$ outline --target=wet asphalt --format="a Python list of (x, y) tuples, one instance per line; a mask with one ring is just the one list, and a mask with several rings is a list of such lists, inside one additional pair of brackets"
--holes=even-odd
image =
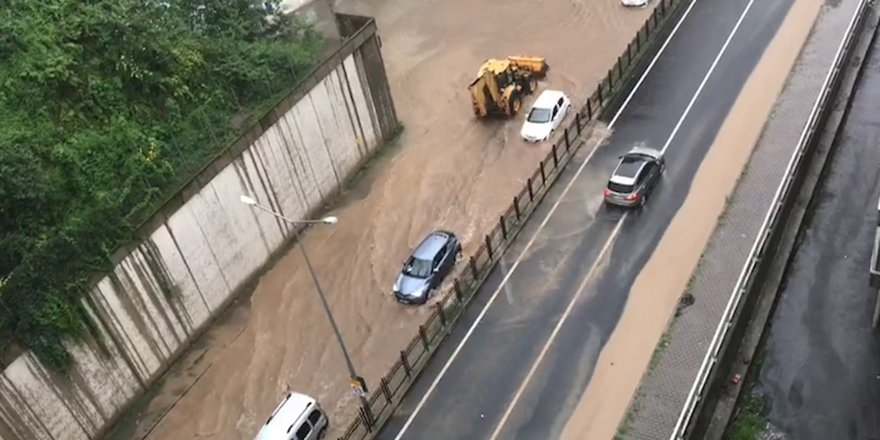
==
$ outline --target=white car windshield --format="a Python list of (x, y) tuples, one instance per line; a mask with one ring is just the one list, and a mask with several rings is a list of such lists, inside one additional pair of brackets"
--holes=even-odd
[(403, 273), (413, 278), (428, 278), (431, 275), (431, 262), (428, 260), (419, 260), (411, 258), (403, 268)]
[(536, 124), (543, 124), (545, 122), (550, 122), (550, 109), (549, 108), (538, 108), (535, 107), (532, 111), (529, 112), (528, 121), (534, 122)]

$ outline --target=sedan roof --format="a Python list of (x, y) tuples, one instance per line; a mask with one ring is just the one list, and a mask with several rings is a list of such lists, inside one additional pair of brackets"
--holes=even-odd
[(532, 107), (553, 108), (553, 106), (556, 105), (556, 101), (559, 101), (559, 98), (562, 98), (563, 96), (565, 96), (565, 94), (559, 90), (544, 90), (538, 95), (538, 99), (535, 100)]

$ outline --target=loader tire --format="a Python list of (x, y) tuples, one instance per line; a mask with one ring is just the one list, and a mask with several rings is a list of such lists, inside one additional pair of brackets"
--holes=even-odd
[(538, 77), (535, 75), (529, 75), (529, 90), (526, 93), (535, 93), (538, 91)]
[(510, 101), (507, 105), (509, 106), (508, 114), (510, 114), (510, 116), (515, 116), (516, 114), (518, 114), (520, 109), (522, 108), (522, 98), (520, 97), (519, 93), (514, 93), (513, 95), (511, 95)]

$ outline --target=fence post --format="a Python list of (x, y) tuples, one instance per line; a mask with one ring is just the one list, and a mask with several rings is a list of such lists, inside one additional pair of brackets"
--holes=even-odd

EXERCISE AIM. Whenever a line above contains "rings", copy that line.

ANSWER FOR THE TASK.
$ outline --target=wet asphalt --format="a Python list of (x, y) tuples, one instance per line; a mask with one ring is just the one list, and a mask with several rings is a list of such lists, inside one additional pair of brackets"
$ outline --target=white car windshield --format="a Python list of (x, y) tuples, one instance per line; a mask with one ring is just the one list, and a mask with several rings is a list of such lists, inside one additional pair of brackets"
$ outline --target=sedan roof --format="a Python list of (x, y) tuples, one instance per line; a mask with one ring is just the one list, and a mask with several rings is a list of such lists, inside one additional pair of brackets"
$ outline --target=loader tire --format="a Python list of (x, y) tuples, one instance per line; a mask with one ring is just the one list, and a mask with several rings is a list of such lists, inside one additional pair of brackets"
$ outline --target=fence post --format="a Python list of (x, y) tuples, one instance per line; a mask with one ring is just the one list, and a mask with several rings is a list of such lists, inside one additional pair of brackets"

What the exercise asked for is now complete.